JEUDI 19 JUILLET 2001

Madame la Ministre, Mesdames et Messieurs les Présidents et Délégués Généraux d'Alliances françaises, Mesdames et Messieurs les amis des Alliances françaises, Mesdames, Messieurs,

De tout coeur, je vous souhaite la plus cordiale des bienvenues. Vous savez l'estime que, comme tous les français, je porte aux Alliances françaises et aussi mon admiration pour le travail exceptionnel qu'elles accomplissent pour la langue et la culture françaises. Je rencontre souvent les responsables des Alliances françaises, à l'occasion notamment de mes visites à l'étranger. C'est chaque fois un moment privilégié. Il y a dans le regard, dans les paroles des présidents, des délégués, des directeurs, des enseignants et de leurs étudiants comme une flamme, un élan qui sont ceux du coeur. Je le voyais récemment encore en Russie à Samara.

On touche là au miracle des Alliances françaises : que, depuis plus d'un siècle, des hommes et des femmes de tous pays, qui goûtent la culture et la langue françaises, prennent en charge de la faire aimer à leur tour et s'y investissent de toute leur âme, c'est un miracle.

Pour créer ou pour présider une Alliance française, il faut avoir la passion du français. C'est un honneur insigne, Mesdames et Messieurs les Présidents, que vous faites à la France. Je voudrais que vous receviez par ma voix l'expression de la reconnaissance de la France.

Quant à vous, Mesdames et Messieurs les Délégués généraux, avec vos professeurs, vous accomplissez une tâche extraordinaire. Votre Secrétaire général, Boutros BOUTROS-GHALI, que je salue très amicalement et chaleureusement, m'a souvent fait part de cette admiration qu'il porte à l'action menée avec le coeur autant qu'avec l'intelligence par ces Délégués généraux, ces professeurs qui accomplissent cette tache superbe.

Voilà pourquoi je souhaite connaître, chaque fois que j'en ai l'occasion, les responsables d'Alliances françaises, comme aujourd'hui ou surtout quand je suis a l'étranger. Je remercie l'Alliance de Paris, en la personne de son président, Monsieur l'Ambassadeur VIOT, qui a pris l'initiative de notre rencontre.
========================================
### Exercice A
Indiquez, sans rien ajouter, le nombre de lignes des enregistrements qui contiennent la chaîne « flower ».
L'extrait et les enregistrements constituent deux documents sans rapport l'un avec l'autre.
========================================
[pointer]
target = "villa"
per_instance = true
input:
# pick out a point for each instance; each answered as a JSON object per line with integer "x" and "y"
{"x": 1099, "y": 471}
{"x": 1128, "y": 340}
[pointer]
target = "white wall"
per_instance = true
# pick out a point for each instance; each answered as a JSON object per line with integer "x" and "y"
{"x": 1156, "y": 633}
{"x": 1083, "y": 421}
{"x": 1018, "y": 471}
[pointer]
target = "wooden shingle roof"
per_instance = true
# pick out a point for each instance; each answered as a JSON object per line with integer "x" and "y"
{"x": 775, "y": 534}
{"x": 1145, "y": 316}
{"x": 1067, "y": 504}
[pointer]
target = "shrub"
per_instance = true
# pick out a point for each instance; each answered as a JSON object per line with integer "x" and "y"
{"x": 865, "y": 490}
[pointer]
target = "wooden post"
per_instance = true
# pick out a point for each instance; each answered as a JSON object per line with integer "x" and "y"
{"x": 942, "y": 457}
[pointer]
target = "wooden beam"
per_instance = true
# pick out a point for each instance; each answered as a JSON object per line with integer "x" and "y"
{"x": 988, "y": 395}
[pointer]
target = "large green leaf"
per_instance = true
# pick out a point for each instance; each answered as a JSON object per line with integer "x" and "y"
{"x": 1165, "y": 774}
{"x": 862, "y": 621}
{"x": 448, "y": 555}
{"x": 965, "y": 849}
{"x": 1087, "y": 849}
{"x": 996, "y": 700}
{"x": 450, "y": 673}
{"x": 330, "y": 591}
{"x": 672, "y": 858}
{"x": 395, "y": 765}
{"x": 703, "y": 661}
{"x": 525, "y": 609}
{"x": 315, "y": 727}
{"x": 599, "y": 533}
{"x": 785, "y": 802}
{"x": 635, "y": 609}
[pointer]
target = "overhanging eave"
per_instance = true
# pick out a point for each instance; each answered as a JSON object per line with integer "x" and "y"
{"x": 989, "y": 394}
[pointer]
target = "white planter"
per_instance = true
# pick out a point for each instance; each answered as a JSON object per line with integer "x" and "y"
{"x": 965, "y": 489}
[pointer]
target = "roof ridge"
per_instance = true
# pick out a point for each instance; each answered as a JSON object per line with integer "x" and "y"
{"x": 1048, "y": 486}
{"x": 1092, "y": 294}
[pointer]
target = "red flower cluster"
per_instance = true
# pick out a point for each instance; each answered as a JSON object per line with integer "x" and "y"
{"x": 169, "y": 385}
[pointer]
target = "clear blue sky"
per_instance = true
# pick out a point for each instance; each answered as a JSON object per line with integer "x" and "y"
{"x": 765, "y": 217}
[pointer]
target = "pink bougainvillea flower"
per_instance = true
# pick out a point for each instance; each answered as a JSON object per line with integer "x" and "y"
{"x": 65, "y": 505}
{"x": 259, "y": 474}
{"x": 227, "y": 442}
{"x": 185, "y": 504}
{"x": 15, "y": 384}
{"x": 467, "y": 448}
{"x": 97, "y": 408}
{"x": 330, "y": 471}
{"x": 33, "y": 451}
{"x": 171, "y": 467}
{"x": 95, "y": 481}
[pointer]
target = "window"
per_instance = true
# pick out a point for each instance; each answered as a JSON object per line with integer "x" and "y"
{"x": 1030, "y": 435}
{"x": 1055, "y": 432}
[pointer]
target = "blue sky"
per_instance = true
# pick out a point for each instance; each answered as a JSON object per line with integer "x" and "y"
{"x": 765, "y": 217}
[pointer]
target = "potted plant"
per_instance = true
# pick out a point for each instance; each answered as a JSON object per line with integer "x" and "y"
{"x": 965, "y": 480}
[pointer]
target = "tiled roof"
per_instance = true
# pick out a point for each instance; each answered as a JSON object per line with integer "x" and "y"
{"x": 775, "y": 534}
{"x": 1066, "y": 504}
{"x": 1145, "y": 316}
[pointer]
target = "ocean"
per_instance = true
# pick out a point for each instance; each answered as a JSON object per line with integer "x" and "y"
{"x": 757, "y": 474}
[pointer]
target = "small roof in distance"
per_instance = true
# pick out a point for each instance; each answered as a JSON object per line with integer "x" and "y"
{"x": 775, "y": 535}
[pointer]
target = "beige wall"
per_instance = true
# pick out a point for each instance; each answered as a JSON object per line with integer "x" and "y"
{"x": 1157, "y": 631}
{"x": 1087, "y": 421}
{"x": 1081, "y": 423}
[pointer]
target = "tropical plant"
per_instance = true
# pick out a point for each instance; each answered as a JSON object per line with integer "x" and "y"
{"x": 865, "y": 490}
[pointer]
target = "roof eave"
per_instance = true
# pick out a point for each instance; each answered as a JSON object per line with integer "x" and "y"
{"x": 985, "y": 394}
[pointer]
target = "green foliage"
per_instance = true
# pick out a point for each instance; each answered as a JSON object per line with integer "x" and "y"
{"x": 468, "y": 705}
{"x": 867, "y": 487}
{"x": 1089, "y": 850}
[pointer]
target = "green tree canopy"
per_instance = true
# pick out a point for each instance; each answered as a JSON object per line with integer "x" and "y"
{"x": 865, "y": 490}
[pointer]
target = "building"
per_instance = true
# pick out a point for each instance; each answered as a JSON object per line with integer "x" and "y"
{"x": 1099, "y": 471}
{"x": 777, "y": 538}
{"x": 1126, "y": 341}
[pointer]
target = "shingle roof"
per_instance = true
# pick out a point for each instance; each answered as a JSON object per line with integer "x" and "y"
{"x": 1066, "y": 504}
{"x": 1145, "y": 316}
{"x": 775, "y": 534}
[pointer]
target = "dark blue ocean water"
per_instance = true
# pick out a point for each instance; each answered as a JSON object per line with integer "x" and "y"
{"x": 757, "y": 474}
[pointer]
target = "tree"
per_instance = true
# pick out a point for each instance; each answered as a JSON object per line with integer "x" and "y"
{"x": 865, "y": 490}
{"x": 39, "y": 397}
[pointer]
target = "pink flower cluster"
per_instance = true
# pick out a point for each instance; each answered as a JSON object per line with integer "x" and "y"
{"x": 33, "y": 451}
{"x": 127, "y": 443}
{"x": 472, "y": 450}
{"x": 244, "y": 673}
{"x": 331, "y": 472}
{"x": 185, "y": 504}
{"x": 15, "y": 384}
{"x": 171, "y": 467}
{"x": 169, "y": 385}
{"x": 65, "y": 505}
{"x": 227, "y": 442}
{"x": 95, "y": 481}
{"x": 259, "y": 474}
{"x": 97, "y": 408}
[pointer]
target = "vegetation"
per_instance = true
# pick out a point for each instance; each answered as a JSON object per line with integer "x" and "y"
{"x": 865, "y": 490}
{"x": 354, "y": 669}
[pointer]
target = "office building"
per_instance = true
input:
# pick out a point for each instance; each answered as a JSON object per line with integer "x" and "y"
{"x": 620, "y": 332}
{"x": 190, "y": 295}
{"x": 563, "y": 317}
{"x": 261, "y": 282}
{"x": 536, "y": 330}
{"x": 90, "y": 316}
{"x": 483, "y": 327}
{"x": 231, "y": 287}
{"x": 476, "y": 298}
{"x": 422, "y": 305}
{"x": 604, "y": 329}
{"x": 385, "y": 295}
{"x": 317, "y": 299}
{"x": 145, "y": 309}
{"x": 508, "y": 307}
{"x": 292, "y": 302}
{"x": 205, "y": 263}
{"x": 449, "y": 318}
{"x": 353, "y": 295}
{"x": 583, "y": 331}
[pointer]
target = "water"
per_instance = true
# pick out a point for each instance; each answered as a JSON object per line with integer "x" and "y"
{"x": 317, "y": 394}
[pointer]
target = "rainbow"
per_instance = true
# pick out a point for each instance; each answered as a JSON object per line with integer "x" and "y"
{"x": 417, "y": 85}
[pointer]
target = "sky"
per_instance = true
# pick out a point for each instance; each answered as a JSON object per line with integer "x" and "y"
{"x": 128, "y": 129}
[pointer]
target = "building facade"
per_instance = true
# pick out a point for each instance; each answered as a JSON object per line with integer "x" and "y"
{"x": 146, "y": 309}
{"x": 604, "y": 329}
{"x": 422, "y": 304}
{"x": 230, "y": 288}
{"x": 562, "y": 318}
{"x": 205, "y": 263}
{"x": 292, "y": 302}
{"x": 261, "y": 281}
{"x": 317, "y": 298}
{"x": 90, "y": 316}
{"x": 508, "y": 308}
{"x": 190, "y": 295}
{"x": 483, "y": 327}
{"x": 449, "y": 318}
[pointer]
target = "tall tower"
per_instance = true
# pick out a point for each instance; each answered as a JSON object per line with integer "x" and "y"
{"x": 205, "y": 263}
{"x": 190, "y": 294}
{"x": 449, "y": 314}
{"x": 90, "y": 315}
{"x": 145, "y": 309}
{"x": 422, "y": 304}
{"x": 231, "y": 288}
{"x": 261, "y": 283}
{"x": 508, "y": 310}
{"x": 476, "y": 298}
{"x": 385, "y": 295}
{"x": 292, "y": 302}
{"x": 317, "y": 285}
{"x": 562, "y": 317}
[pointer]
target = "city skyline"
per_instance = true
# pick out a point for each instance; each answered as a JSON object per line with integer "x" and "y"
========================================
### Exercice B
D'après l'extrait, qui a pris l'initiative de la rencontre ?

### Résultat attendu A
3

### Résultat attendu B
L'Alliance de Paris, en la personne de son président, Monsieur l'Ambassadeur VIOT.